### Goal
Count the lines in the rows below that contain the string "building". Report only the number.

----

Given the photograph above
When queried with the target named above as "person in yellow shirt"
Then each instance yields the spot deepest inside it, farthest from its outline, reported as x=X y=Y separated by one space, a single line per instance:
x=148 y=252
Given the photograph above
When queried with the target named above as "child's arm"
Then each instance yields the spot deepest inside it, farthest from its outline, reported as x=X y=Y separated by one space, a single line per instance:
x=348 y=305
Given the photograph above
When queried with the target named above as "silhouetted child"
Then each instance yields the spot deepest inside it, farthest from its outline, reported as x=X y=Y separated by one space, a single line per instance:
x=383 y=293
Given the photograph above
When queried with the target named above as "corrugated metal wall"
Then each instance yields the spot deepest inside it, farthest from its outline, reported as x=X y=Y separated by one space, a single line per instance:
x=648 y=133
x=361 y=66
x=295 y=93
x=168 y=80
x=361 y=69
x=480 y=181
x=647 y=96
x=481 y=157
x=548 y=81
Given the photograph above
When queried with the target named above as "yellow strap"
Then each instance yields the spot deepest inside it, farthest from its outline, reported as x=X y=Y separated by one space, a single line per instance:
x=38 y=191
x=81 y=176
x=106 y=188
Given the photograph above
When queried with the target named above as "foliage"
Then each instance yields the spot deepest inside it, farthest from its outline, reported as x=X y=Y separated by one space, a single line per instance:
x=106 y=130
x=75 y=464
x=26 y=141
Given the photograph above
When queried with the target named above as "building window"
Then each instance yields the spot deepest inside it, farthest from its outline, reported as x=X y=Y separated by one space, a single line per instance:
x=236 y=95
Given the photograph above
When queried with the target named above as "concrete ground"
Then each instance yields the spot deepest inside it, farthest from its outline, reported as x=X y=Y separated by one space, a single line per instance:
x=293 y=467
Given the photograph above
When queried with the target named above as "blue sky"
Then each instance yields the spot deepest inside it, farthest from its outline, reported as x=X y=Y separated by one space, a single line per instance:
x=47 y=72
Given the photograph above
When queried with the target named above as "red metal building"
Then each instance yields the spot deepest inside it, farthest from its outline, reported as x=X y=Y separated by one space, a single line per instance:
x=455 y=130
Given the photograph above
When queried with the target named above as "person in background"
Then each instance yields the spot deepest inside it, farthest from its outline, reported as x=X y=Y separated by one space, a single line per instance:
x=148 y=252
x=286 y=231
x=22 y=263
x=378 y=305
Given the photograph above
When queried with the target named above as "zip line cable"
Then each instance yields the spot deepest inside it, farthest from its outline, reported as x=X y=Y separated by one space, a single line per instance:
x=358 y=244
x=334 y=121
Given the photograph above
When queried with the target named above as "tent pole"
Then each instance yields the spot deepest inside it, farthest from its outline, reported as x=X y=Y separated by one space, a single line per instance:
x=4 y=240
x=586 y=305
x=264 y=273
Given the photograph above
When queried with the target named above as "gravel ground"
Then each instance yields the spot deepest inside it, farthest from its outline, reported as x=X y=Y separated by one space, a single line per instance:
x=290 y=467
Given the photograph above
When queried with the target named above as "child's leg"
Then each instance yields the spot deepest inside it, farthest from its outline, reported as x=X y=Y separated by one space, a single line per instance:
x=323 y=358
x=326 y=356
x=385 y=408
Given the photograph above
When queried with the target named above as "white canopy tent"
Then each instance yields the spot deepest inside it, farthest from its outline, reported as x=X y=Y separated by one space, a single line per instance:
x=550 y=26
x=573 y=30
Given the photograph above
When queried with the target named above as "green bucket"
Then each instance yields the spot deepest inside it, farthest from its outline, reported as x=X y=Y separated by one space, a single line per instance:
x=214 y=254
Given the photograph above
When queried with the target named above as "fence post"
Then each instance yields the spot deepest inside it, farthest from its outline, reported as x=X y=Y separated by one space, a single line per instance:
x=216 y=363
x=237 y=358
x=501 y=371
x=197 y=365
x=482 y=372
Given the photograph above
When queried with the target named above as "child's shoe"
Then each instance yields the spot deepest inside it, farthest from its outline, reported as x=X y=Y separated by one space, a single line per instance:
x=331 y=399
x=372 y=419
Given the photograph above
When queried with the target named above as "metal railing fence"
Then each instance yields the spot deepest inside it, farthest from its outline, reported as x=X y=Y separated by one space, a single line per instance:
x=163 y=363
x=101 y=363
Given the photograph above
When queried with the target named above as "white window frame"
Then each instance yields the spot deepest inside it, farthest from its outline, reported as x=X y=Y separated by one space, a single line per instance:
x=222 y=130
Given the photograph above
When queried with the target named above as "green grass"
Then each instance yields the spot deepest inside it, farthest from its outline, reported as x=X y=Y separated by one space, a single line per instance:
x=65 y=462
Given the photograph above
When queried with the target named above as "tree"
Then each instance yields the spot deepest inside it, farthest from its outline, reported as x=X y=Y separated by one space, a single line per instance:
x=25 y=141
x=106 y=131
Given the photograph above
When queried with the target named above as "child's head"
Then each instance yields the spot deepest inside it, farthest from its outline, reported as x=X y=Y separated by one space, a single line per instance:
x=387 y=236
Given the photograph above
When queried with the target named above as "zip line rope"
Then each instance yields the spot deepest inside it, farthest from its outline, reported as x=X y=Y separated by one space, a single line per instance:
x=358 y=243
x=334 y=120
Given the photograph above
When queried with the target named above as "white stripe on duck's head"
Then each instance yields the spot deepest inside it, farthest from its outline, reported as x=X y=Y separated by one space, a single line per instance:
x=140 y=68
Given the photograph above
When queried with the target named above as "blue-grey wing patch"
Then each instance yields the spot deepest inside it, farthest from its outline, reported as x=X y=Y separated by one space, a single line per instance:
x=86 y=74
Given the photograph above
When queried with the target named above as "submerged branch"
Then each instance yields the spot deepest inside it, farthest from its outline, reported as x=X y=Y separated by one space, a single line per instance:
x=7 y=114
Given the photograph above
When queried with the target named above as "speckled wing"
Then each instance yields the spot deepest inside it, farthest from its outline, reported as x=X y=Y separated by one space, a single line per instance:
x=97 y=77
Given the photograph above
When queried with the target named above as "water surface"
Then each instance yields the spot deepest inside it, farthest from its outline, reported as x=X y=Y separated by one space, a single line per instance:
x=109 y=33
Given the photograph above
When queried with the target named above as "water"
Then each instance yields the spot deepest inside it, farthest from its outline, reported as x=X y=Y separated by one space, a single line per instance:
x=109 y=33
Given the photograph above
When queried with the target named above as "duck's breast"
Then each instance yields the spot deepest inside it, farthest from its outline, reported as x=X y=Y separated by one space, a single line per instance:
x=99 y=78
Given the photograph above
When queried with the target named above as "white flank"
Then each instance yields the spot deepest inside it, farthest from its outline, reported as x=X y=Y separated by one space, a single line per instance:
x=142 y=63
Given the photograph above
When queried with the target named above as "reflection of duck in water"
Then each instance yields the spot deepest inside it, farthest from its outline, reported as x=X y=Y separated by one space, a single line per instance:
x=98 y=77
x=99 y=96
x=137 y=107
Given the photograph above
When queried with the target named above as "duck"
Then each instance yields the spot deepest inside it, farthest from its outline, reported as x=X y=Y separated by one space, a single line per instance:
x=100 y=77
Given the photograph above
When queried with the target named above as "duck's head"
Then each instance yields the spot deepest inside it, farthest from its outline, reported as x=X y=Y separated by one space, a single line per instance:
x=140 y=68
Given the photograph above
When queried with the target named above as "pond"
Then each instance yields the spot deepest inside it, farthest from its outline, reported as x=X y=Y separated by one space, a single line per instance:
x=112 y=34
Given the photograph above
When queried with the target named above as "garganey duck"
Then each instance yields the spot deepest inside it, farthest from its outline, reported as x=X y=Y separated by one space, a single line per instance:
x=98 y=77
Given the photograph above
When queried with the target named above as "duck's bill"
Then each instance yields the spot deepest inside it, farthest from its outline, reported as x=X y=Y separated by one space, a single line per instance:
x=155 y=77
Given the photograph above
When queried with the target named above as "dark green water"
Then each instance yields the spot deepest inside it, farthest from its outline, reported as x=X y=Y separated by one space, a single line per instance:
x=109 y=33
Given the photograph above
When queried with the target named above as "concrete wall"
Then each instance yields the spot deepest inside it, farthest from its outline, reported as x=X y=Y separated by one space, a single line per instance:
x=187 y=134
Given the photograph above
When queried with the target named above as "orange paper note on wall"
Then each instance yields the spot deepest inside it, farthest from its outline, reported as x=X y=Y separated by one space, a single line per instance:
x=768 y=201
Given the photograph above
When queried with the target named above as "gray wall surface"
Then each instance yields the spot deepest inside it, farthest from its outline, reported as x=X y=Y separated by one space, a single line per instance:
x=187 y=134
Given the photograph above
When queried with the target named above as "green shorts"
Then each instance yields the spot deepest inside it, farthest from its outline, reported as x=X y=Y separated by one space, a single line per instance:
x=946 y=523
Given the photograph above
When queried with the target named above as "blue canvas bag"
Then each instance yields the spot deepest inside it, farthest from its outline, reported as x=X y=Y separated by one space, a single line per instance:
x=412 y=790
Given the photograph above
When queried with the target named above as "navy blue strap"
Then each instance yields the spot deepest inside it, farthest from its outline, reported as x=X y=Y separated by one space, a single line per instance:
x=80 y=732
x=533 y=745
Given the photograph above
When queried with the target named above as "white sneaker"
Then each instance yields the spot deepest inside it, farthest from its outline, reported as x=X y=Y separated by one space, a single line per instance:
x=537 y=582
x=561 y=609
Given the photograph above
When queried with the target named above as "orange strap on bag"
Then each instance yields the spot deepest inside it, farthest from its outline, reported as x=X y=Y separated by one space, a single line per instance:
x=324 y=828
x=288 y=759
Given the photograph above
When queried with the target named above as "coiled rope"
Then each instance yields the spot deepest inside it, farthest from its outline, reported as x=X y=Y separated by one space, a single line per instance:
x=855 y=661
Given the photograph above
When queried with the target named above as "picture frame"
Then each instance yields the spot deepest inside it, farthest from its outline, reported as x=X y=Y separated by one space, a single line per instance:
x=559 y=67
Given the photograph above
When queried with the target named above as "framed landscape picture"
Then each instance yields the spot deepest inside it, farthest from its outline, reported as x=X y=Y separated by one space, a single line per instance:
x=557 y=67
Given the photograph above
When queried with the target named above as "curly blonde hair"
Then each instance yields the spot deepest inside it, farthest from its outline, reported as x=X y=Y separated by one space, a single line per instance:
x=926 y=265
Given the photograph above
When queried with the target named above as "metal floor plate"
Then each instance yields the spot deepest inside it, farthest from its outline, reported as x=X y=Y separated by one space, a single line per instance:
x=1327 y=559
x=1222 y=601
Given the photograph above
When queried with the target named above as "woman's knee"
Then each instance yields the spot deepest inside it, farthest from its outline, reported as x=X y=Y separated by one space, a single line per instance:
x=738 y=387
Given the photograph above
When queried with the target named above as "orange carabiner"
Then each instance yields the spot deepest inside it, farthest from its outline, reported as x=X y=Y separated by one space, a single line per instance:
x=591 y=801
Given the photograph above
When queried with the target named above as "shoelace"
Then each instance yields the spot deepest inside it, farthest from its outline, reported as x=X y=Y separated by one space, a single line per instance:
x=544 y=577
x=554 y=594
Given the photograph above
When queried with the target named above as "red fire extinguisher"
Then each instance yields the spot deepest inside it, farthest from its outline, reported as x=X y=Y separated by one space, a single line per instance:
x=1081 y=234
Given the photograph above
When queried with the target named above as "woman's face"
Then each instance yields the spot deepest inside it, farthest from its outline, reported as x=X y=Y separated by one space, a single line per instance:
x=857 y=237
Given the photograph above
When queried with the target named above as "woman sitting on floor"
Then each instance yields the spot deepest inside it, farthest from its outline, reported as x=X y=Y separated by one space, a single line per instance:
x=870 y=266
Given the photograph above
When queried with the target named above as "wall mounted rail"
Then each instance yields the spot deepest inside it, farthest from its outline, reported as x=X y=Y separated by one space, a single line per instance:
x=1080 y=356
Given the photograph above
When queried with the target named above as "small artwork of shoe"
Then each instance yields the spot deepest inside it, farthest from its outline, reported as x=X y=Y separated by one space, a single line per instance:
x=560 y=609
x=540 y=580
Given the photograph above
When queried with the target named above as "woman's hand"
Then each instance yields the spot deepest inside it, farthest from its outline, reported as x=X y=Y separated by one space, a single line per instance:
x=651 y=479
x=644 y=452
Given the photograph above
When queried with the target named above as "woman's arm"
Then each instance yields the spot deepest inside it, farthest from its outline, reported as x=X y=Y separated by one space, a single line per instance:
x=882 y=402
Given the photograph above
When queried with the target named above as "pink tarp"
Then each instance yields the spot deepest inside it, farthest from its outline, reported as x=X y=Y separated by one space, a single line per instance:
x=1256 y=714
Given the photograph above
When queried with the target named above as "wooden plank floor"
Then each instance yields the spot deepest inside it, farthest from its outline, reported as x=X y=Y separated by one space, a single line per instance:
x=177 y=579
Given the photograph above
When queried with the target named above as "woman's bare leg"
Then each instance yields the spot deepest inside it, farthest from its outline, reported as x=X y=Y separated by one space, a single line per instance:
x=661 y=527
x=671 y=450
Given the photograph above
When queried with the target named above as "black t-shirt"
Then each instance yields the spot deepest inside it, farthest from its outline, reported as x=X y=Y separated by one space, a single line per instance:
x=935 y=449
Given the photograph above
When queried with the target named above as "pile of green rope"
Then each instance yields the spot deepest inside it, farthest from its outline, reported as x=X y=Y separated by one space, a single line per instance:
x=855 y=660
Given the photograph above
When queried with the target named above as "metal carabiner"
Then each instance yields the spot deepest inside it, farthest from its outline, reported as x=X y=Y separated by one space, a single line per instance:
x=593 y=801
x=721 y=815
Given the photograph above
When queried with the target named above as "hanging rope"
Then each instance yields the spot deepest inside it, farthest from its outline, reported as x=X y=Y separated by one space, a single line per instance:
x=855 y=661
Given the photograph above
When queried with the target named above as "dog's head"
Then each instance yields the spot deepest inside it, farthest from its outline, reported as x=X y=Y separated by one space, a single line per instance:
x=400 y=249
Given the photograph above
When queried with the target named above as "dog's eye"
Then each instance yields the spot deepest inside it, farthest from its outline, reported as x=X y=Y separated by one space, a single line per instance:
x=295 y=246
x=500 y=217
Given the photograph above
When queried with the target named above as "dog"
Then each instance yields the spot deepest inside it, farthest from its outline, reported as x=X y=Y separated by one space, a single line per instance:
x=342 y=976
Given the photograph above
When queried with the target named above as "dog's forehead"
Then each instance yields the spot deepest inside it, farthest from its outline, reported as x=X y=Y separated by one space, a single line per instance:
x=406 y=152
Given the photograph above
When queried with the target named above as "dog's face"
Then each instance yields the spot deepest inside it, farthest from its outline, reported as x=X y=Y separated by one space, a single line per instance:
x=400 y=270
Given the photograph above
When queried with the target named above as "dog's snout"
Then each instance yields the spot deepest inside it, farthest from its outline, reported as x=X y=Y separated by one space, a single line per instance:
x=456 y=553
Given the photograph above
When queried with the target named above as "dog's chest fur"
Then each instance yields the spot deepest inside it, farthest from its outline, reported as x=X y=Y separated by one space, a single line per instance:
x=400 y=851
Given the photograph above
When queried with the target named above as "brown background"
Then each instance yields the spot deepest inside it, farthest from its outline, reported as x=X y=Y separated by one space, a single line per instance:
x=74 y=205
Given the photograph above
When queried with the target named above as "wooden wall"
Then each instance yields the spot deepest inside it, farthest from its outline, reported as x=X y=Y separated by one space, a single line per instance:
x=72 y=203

----

### Solution
2